[Information supplied]
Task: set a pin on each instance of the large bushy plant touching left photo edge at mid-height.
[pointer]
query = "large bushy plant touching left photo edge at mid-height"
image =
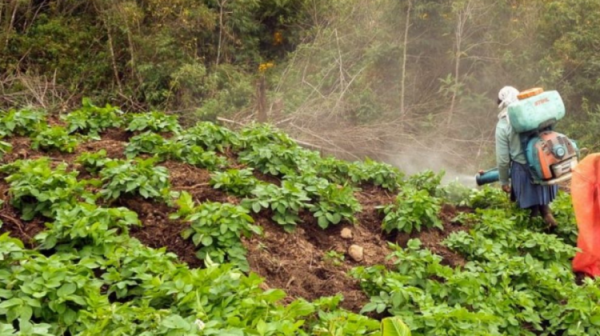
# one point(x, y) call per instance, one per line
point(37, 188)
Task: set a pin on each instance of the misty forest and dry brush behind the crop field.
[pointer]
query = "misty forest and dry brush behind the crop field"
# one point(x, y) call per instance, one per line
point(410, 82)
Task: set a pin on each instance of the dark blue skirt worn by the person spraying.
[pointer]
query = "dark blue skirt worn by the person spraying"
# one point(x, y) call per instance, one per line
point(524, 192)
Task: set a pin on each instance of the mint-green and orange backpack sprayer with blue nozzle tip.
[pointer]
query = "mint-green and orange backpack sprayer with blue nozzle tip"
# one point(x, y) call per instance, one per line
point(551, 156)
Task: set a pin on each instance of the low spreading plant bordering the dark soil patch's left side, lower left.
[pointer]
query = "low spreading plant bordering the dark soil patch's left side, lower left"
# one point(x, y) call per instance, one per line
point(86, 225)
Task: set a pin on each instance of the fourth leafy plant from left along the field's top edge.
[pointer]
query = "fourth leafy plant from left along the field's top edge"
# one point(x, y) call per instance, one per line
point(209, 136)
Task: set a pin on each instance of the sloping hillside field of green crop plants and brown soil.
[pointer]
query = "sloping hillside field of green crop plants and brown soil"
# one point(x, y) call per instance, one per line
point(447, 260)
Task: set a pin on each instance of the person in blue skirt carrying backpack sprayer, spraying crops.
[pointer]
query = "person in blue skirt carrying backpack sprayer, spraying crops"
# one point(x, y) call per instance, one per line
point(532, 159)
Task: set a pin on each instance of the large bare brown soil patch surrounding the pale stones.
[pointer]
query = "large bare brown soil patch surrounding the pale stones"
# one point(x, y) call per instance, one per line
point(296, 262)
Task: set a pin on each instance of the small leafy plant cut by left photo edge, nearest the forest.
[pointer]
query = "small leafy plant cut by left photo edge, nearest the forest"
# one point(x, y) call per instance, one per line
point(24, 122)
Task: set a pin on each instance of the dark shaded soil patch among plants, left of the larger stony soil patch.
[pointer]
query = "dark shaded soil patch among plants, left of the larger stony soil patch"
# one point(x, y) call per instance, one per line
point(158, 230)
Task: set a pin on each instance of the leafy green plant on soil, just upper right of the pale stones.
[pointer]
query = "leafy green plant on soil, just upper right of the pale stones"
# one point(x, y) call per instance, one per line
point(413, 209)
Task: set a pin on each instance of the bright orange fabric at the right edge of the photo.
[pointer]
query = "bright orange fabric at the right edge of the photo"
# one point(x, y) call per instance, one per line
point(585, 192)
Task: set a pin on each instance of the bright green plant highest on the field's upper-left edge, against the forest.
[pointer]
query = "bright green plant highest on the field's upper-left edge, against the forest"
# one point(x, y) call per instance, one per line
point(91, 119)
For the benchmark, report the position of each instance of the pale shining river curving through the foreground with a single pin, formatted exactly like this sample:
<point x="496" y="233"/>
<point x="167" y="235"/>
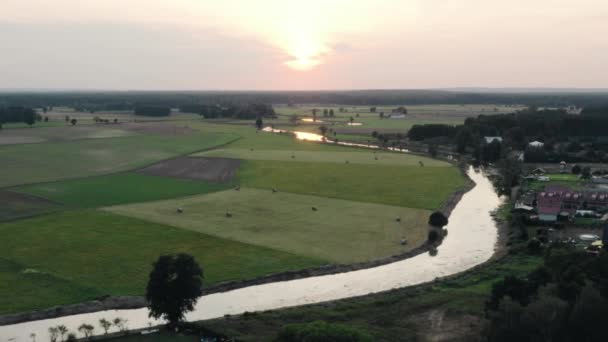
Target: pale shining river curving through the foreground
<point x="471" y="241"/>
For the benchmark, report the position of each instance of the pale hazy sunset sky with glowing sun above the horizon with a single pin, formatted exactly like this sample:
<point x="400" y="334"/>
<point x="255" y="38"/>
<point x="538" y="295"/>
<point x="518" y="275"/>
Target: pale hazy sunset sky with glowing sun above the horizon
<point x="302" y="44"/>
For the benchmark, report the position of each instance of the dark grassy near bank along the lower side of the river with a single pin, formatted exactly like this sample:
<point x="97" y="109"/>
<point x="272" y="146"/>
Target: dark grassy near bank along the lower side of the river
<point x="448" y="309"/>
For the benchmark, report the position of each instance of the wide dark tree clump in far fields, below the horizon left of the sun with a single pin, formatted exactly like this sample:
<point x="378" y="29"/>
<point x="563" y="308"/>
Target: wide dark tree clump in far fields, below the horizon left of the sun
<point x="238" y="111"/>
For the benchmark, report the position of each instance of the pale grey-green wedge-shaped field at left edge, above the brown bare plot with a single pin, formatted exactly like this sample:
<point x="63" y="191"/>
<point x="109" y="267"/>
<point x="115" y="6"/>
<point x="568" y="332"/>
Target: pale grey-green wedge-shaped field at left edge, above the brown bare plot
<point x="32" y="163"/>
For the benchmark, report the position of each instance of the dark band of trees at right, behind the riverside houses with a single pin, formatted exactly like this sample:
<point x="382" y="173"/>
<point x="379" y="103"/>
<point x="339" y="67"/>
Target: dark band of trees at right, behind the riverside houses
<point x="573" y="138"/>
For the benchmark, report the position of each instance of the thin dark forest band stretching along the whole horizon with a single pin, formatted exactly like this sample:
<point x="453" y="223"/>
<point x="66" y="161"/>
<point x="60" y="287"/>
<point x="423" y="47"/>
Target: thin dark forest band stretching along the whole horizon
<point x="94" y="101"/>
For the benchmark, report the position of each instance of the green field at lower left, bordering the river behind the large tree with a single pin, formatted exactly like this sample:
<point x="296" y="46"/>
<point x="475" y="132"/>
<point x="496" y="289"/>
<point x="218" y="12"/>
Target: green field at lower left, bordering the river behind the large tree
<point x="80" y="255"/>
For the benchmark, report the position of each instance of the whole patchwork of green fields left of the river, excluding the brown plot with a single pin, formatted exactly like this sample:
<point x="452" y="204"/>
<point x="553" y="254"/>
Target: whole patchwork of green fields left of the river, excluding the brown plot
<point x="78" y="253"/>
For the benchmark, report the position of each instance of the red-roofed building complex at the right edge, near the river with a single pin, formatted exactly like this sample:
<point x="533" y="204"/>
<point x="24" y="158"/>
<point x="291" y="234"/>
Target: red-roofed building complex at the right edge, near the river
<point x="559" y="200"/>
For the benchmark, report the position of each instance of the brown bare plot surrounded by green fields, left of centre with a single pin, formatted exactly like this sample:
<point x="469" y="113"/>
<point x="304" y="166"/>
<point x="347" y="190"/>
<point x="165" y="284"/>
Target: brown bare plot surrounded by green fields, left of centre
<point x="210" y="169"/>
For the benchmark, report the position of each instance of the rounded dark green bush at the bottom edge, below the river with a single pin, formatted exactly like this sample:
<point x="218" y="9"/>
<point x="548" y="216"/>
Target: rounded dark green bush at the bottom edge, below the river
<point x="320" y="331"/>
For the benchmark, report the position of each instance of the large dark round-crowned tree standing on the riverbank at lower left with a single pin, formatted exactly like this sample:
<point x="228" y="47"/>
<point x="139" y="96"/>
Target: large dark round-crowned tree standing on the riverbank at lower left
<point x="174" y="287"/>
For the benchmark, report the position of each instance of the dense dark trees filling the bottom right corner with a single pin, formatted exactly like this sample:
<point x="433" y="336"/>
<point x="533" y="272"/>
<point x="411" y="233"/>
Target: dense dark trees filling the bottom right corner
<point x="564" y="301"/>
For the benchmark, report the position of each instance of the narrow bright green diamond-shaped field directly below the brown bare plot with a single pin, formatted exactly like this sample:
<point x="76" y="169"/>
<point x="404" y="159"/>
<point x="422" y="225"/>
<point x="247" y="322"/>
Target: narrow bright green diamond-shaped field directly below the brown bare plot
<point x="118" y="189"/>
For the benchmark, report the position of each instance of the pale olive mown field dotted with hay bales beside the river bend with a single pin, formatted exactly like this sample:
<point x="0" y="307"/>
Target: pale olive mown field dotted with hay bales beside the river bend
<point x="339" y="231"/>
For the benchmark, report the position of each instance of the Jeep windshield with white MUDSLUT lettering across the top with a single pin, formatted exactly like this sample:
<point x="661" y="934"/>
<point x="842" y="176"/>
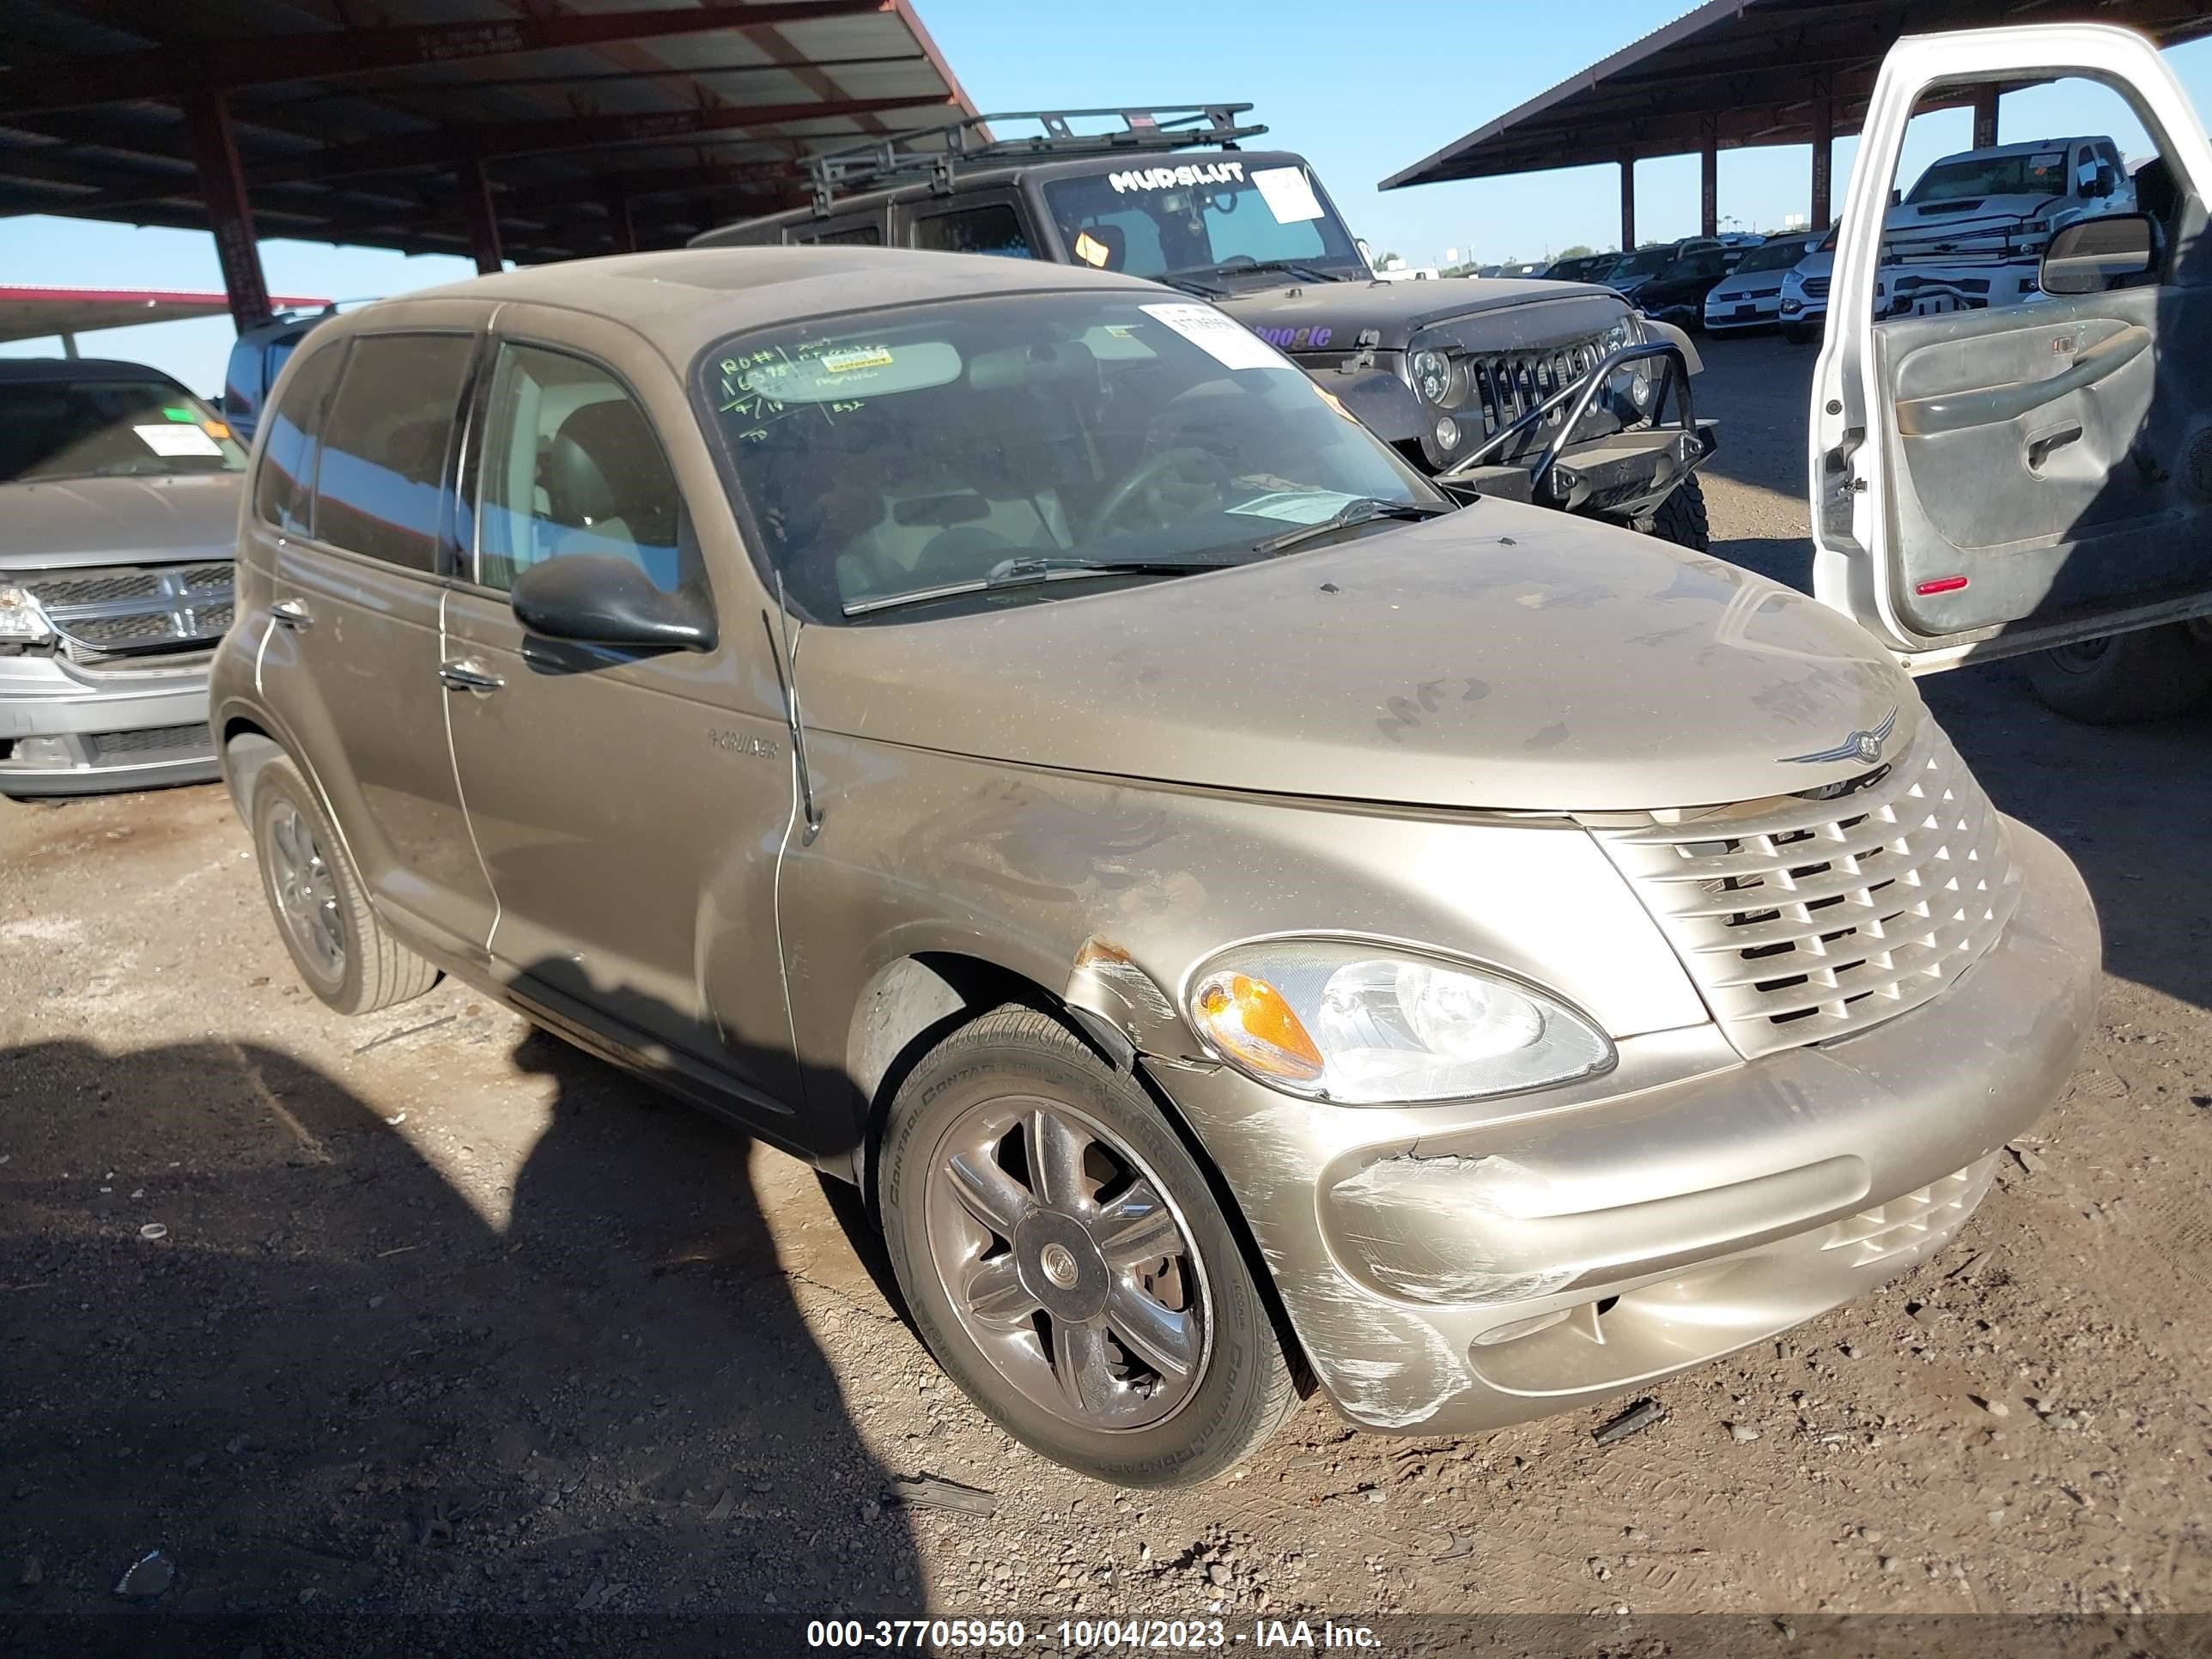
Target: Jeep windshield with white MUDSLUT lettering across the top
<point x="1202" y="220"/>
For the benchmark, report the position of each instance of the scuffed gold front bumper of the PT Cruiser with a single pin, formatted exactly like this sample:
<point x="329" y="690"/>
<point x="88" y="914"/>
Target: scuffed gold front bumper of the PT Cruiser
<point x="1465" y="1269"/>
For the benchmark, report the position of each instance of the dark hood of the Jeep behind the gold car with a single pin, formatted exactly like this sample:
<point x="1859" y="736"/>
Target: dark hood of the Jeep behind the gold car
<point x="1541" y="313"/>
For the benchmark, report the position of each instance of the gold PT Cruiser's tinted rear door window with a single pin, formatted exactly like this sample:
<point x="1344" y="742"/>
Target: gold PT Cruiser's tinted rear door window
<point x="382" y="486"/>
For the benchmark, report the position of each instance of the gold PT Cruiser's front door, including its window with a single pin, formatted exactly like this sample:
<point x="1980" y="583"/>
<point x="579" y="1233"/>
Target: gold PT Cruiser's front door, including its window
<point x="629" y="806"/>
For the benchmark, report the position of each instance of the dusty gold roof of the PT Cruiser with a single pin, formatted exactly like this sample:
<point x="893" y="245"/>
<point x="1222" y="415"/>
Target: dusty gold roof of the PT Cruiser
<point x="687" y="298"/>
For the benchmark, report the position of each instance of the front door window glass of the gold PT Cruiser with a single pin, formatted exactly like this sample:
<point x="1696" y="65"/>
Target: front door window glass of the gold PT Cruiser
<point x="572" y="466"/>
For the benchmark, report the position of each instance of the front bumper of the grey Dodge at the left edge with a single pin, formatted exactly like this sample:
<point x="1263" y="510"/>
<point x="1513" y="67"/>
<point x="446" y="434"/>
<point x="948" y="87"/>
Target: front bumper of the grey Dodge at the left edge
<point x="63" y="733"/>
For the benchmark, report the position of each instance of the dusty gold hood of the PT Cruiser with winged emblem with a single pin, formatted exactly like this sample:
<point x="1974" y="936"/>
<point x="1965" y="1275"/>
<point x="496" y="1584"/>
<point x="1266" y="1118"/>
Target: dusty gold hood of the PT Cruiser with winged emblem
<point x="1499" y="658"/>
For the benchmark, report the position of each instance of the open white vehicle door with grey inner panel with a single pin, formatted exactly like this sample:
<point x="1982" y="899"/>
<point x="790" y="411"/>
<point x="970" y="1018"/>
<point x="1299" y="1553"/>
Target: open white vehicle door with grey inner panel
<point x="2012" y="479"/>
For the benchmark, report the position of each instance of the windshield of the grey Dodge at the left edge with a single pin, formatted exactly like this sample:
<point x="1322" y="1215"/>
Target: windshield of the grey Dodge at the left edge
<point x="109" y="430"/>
[/Information supplied]
◆ **Aim of the task**
Search the records for the word "fourth", then list every line that has it.

◆ **Reply to the task**
Task: set a pin on each instance of the fourth leafy plant from left along the field's top edge.
query = "fourth leafy plant from left along the field's top edge"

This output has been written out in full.